----- Material shown

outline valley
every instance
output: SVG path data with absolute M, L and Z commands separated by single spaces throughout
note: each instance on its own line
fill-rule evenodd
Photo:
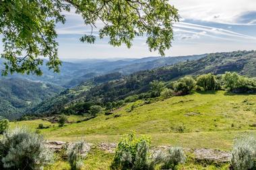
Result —
M 228 169 L 235 141 L 256 136 L 255 58 L 255 51 L 208 54 L 127 75 L 115 70 L 88 79 L 77 75 L 71 84 L 82 83 L 70 88 L 5 78 L 11 89 L 4 91 L 13 96 L 3 99 L 22 103 L 32 92 L 36 102 L 3 116 L 11 120 L 10 130 L 28 129 L 47 142 L 84 141 L 82 169 L 110 169 L 117 144 L 133 133 L 149 138 L 150 154 L 182 147 L 187 161 L 177 169 Z M 146 60 L 157 65 L 160 58 Z M 33 88 L 26 91 L 26 86 Z M 26 93 L 14 93 L 14 87 Z M 53 145 L 55 161 L 46 169 L 70 169 L 65 146 Z

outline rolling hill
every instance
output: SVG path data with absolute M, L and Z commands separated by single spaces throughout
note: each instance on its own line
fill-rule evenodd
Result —
M 138 102 L 138 101 L 135 101 Z M 131 103 L 113 114 L 86 117 L 72 116 L 73 123 L 63 128 L 42 120 L 12 122 L 35 130 L 39 124 L 48 139 L 73 141 L 85 138 L 90 142 L 116 142 L 134 130 L 152 136 L 154 145 L 228 150 L 234 137 L 256 132 L 255 95 L 234 95 L 224 91 L 195 92 L 127 109 Z M 72 121 L 73 120 L 73 121 Z
M 52 84 L 18 78 L 3 78 L 0 85 L 0 116 L 11 120 L 63 90 Z
M 225 71 L 236 71 L 241 75 L 256 77 L 256 52 L 236 51 L 209 54 L 196 60 L 187 60 L 170 66 L 150 71 L 141 71 L 116 81 L 106 81 L 81 91 L 88 82 L 82 83 L 54 99 L 44 101 L 30 112 L 36 114 L 51 114 L 61 112 L 70 103 L 86 101 L 106 103 L 139 95 L 150 90 L 149 83 L 154 80 L 169 81 L 181 77 L 212 73 L 222 74 Z M 75 93 L 70 95 L 71 93 Z M 57 100 L 57 102 L 54 101 Z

----------

Exercise prompt
Can you copy every entry above word for word, leaving out the pictures?

Response to the exercise
outline valley
every instance
output: SVG path data with absolute M, L and Z commands separated by single spaces throughout
note: each instance on its own line
fill-rule evenodd
Photo:
Result —
M 228 169 L 235 141 L 256 136 L 255 58 L 255 51 L 208 54 L 127 75 L 115 70 L 88 79 L 77 75 L 71 84 L 82 83 L 70 88 L 5 78 L 11 89 L 4 91 L 13 96 L 3 99 L 22 103 L 32 92 L 36 102 L 3 116 L 11 120 L 10 130 L 28 129 L 47 142 L 84 141 L 82 169 L 110 169 L 117 144 L 133 133 L 149 138 L 150 154 L 182 147 L 187 161 L 177 169 Z M 146 60 L 157 65 L 160 58 Z M 33 88 L 26 91 L 26 86 Z M 26 93 L 14 93 L 14 87 Z M 53 145 L 55 161 L 46 169 L 70 169 L 65 146 Z

outline rolling hill
every instance
output: SVG path data with absolute M, L and Z commands separated by single spaces throughout
note: each instance on its own line
fill-rule evenodd
Result —
M 138 102 L 138 101 L 135 101 Z M 131 103 L 113 114 L 86 117 L 72 116 L 73 123 L 63 128 L 42 120 L 12 122 L 35 130 L 39 124 L 48 139 L 73 141 L 85 138 L 90 142 L 116 142 L 134 130 L 152 136 L 154 145 L 228 150 L 234 137 L 256 132 L 255 95 L 234 95 L 224 91 L 195 92 L 127 109 Z M 72 121 L 73 120 L 73 121 Z
M 52 84 L 18 78 L 3 78 L 0 85 L 0 116 L 11 120 L 63 90 Z
M 225 71 L 236 71 L 241 75 L 256 77 L 256 52 L 236 51 L 209 54 L 196 60 L 187 60 L 170 66 L 150 71 L 141 71 L 116 81 L 106 81 L 81 91 L 88 82 L 82 83 L 54 99 L 44 101 L 30 112 L 36 114 L 51 114 L 61 112 L 70 103 L 86 101 L 106 103 L 139 95 L 150 90 L 149 83 L 154 80 L 169 81 L 181 77 L 212 73 L 222 74 Z M 75 93 L 70 95 L 71 93 Z M 57 100 L 57 102 L 54 101 Z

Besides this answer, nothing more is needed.